## EXERCISE GOAL
Because the images are not wanted, restate every line below word for word without them.

(Region pointing data)
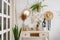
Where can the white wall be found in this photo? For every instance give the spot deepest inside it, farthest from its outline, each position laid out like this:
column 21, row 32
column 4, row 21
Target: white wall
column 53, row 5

## ANSWER FOR THE TASK
Where can the white wall be found in this photo? For every instance give the spot deepest inside it, farthest from its outline, each position laid out like this:
column 21, row 32
column 4, row 21
Target: white wall
column 53, row 5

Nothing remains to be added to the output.